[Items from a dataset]
=== Section Start ===

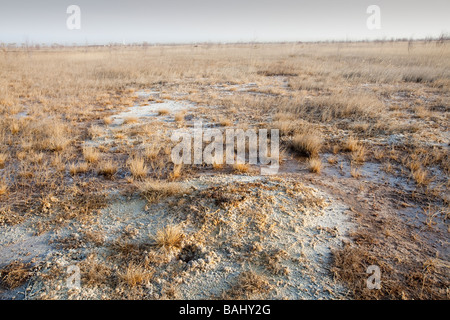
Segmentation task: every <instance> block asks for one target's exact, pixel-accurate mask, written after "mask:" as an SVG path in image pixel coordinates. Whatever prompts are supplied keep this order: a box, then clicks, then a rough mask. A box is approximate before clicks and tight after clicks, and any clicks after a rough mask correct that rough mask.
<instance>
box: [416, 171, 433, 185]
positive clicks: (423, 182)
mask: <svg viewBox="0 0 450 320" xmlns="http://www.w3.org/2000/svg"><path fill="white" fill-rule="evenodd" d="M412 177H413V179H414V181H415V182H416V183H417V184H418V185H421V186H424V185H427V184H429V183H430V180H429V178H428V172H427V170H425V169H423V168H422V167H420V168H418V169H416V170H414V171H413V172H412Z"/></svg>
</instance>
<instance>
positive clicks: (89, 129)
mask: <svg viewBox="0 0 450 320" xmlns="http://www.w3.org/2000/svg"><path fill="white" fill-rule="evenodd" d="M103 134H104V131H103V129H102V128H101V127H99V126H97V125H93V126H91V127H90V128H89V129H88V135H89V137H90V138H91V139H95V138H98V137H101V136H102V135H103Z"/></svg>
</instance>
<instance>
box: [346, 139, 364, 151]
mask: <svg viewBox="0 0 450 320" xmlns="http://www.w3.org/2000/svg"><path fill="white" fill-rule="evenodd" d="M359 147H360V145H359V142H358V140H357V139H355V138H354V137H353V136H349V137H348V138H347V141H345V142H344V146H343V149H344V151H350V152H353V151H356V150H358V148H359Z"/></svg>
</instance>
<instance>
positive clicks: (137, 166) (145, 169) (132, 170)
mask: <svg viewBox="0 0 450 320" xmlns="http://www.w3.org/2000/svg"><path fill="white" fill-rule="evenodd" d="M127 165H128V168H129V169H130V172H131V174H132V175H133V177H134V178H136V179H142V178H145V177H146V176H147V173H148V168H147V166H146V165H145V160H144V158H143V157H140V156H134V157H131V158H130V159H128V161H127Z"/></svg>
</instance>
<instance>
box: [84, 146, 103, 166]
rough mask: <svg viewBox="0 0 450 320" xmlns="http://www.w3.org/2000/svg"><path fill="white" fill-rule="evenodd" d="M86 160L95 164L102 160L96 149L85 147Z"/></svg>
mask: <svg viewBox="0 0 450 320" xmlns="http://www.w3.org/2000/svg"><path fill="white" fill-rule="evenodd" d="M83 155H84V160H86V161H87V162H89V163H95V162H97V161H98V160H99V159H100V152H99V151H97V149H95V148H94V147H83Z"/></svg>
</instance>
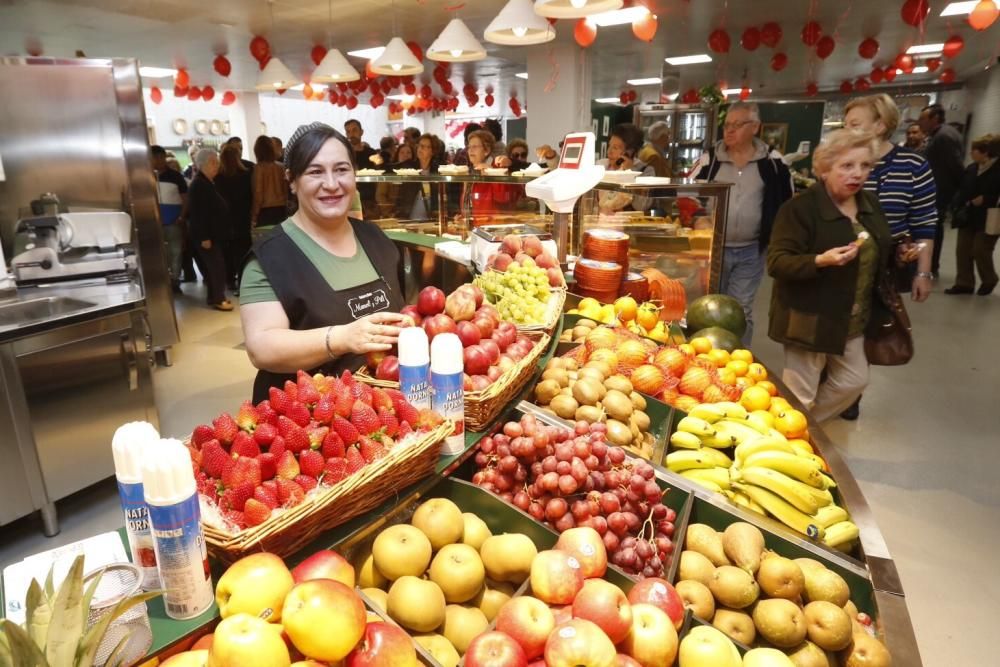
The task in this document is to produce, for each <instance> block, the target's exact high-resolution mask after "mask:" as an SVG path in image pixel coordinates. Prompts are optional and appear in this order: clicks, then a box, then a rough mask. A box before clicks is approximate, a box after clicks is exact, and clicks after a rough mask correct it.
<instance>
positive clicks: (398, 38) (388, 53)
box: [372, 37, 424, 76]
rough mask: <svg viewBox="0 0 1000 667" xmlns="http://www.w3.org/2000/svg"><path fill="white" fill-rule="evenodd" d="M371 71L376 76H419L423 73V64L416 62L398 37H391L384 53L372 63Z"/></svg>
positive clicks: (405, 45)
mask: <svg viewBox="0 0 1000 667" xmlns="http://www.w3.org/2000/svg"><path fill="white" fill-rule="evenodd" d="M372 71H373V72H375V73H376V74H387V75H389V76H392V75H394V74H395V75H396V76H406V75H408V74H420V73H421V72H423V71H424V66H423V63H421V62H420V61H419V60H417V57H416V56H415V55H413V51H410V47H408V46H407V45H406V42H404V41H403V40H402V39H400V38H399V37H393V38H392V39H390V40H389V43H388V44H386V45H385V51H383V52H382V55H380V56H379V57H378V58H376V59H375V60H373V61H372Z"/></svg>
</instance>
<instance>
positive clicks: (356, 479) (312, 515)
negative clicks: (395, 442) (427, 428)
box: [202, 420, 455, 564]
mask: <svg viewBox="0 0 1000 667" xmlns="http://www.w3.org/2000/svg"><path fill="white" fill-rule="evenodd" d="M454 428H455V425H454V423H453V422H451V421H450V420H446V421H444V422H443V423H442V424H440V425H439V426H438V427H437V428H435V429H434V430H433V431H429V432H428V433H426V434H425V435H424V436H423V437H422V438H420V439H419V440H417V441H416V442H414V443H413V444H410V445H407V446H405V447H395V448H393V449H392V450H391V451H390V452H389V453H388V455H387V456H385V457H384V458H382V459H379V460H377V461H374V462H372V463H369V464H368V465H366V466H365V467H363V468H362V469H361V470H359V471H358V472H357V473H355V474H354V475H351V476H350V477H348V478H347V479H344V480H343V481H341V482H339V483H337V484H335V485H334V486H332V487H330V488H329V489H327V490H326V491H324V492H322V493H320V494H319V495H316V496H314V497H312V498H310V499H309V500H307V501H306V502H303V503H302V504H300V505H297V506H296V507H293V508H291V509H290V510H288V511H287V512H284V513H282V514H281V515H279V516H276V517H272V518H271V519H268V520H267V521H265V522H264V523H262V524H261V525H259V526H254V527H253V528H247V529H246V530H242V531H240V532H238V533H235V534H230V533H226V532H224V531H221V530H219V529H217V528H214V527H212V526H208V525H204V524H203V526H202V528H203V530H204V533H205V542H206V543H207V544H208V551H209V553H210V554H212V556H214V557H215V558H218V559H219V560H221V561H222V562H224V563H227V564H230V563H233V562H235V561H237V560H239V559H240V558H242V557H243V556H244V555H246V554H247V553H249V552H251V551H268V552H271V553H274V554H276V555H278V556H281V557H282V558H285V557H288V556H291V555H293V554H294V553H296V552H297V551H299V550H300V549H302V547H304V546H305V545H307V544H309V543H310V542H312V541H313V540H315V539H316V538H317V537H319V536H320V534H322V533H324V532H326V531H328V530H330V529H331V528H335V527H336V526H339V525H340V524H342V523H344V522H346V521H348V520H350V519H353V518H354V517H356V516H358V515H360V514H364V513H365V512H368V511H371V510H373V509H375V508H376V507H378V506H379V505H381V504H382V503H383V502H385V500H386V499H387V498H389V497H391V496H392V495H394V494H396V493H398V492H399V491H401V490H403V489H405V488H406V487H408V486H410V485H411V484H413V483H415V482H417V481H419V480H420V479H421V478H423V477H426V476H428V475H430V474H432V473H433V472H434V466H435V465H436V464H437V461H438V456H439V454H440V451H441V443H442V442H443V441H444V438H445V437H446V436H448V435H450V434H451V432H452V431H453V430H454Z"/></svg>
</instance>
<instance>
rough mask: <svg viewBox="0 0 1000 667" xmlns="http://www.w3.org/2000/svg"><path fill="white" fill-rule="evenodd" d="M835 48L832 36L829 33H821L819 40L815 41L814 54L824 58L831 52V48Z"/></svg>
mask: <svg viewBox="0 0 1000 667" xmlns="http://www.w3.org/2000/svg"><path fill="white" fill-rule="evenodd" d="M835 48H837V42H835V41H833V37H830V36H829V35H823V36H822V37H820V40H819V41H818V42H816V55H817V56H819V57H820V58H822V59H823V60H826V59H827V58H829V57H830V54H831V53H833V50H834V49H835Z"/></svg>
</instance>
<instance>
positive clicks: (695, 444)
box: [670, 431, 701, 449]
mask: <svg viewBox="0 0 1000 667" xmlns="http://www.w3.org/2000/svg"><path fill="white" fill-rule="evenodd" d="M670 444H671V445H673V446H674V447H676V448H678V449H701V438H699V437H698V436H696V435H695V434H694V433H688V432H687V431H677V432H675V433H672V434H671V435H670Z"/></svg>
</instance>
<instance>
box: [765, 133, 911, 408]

=== Section End ===
=== Section Start ===

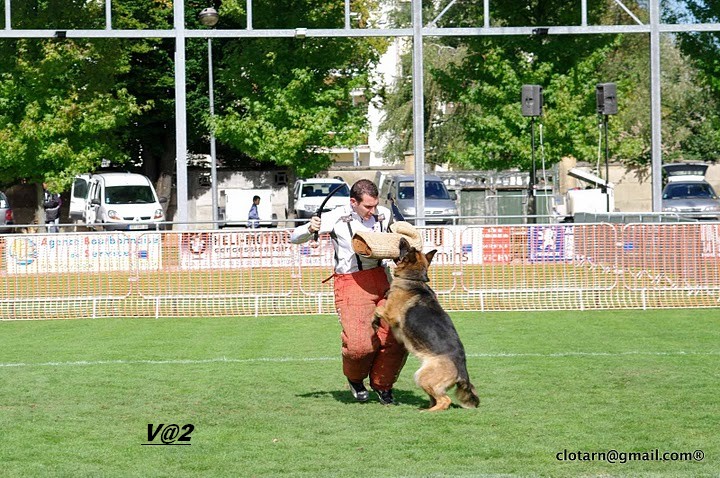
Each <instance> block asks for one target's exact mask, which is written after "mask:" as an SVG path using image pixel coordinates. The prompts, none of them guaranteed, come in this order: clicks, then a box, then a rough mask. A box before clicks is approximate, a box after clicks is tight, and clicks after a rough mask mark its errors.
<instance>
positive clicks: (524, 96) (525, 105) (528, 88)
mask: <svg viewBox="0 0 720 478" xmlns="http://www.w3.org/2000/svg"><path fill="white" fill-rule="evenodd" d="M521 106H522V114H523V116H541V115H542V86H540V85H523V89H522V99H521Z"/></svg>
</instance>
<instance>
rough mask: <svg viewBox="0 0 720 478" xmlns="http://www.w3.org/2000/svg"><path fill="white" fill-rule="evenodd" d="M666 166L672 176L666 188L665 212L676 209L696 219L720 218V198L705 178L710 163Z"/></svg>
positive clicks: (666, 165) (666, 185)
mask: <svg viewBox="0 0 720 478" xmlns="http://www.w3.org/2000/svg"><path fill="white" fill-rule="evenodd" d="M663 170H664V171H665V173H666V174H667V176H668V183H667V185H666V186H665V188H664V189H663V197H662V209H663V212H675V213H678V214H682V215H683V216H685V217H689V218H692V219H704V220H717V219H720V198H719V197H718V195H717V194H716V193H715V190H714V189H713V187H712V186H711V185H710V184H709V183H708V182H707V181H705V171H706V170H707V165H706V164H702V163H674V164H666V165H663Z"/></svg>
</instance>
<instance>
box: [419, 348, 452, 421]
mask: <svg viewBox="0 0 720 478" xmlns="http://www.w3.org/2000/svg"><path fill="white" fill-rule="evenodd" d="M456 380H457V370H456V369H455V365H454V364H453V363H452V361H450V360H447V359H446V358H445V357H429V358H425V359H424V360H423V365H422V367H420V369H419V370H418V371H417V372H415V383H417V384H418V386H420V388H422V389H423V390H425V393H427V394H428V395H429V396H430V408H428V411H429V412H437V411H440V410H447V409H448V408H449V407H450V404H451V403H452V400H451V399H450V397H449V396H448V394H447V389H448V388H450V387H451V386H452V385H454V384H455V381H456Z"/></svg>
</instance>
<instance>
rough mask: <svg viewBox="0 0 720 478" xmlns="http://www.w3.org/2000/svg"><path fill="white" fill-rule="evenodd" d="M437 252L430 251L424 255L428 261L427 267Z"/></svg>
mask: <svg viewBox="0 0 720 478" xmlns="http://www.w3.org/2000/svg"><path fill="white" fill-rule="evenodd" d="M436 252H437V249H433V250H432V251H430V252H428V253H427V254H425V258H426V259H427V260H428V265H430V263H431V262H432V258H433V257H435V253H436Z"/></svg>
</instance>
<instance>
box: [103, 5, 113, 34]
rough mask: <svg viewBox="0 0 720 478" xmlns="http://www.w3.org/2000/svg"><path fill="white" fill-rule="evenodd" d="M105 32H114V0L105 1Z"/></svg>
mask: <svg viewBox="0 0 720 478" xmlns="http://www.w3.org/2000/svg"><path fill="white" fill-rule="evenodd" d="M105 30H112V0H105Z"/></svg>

=== Section End ===

> [WORK TASK] Return, with no change at all, every line in the entries above from the line containing "Segmentation task: every" through the line containing "box: [416, 171, 433, 185]".

> [SOLUTION FOR THIS PROBLEM]
Segmentation task: every <instance> block asks for one target's exact, pixel-accurate mask, written after "mask:" as an SVG path in image pixel coordinates. Whatever prompts are supplied keep this order: a box, then clicks, then a rough mask. A box is approximate before clicks and tight after clicks, and any clicks after a rough mask correct that rough mask.
<instance>
box: [416, 171, 433, 185]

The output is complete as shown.